TEXT BLOCK
——
So why was this critical information never widely known or publicly provided by the media? It appears that it was simply glossed over; the high level of panic was simply maintained by the media, the WHO and the governments, and the general population never questioned it. Everyone was so busy trying to find masks and where they could possibly get Tamiflu or Relenza (the two main anti-influenza medications) before the H1N1 vaccine was available, that the masses never bothered to look for this information.


The WHO that cried wolf pig
Even today, after the swine flu pandemic was declared over, not many realize the extent to which the panic was unnecessary when looking at the numbers. Every year, the WHO estimates that seasonal influenza typically infects anywhere from three to five million people severely with a death count of some 250,000 to 500,000 deaths worldwide. To this date, H1N1 has killed approximately 18,000 people…around the world.

According to Health Canada, some 4,000 to 8,000 Canadians die each year from the seasonal flu from pneumonia or other related complications, as of January 28, 2010, the Public Health Agency of Canada reported 426 deaths from H1N1 – substantially less than the seasonal flu. In the United States, they see an average of 36,000 deaths from the seasonal flu annually, which are double the deaths that were seen for swine flu on a global scale.
——
EXTRACTED ENTRIES

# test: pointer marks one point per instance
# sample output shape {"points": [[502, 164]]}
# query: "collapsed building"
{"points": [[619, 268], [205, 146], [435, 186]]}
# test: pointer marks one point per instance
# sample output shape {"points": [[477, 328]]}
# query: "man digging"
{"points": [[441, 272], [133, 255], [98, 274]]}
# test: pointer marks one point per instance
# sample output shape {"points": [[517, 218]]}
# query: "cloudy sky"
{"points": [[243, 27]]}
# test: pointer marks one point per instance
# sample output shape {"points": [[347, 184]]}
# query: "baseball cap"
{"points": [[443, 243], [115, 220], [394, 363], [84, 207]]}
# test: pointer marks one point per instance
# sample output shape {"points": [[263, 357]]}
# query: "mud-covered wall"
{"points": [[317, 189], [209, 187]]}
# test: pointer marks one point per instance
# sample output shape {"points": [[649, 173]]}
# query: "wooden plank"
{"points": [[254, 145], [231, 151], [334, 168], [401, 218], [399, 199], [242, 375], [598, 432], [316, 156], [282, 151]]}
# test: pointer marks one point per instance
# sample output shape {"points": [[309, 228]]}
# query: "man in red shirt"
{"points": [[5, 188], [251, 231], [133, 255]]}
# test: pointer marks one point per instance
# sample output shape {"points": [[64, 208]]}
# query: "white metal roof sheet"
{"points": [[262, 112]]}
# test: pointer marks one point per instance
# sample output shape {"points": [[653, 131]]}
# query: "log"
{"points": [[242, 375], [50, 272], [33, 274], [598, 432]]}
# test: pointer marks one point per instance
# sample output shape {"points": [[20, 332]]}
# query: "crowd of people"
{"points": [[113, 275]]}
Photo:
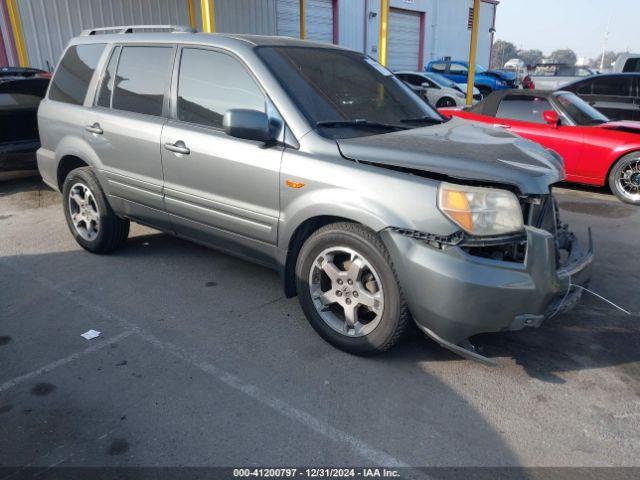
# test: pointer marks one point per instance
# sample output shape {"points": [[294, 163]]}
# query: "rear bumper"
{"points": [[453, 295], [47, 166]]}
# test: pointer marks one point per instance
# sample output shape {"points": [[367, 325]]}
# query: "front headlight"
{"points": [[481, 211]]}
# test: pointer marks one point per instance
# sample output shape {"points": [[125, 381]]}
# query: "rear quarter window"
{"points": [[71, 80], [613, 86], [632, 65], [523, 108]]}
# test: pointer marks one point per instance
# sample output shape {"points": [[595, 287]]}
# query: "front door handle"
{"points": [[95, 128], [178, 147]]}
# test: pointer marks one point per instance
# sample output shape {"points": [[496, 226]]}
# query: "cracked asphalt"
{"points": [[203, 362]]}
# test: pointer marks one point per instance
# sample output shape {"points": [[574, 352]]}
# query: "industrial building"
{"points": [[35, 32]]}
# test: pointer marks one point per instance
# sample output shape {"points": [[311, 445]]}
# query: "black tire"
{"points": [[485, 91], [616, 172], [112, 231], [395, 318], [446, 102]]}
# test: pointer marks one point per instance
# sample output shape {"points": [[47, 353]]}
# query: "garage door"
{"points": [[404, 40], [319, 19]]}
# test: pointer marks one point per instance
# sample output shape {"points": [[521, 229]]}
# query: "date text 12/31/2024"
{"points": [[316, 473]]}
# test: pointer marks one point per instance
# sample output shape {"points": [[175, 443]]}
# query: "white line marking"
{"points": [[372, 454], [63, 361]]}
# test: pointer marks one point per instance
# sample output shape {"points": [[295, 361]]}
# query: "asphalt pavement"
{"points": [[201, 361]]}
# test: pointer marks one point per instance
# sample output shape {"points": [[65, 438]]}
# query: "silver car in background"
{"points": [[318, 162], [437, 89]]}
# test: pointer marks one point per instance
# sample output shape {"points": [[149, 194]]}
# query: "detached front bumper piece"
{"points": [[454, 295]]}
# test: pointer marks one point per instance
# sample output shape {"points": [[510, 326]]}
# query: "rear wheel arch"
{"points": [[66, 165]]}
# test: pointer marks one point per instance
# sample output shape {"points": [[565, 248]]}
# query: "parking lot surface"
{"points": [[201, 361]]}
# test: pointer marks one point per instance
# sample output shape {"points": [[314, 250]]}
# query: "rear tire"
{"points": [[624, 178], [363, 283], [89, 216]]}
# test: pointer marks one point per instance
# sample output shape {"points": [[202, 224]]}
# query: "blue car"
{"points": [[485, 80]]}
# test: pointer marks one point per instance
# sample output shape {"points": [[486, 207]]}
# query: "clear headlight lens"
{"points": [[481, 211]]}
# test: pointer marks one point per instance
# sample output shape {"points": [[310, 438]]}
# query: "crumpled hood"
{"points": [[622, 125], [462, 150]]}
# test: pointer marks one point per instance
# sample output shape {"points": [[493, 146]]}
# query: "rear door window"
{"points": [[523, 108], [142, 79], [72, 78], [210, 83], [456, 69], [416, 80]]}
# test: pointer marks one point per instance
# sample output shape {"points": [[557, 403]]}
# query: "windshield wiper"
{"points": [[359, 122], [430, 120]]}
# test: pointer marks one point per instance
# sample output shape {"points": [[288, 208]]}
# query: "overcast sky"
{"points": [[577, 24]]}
——
TASK REQUIREMENTS
(1) Copy a passage of the swine flu text word for word: begin at the words "The WHO that" and stop after "a global scale.".
(2) Translate this sentence from the swine flu text into Spanish: "Even today, after the swine flu pandemic was declared over, not many realize the extent to which the panic was unnecessary when looking at the numbers."
The lines are separate material, unrelated to the swine flu text.

ANSWERS IN ORDER
(1)
The WHO that cried wolf pig
Even today, after the swine flu pandemic was declared over, not many realize the extent to which the panic was unnecessary when looking at the numbers. Every year, the WHO estimates that seasonal influenza typically infects anywhere from three to five million people severely with a death count of some 250,000 to 500,000 deaths worldwide. To this date, H1N1 has killed approximately 18,000 people…around the world.

According to Health Canada, some 4,000 to 8,000 Canadians die each year from the seasonal flu from pneumonia or other related complications, as of January 28, 2010, the Public Health Agency of Canada reported 426 deaths from H1N1 – substantially less than the seasonal flu. In the United States, they see an average of 36,000 deaths from the seasonal flu annually, which are double the deaths that were seen for swine flu on a global scale.

(2) Incluso hoy, después de que se declarara terminada la pandemia de gripe porcina, pocos se dan cuenta de hasta qué punto el pánico era innecesario al observar las cifras.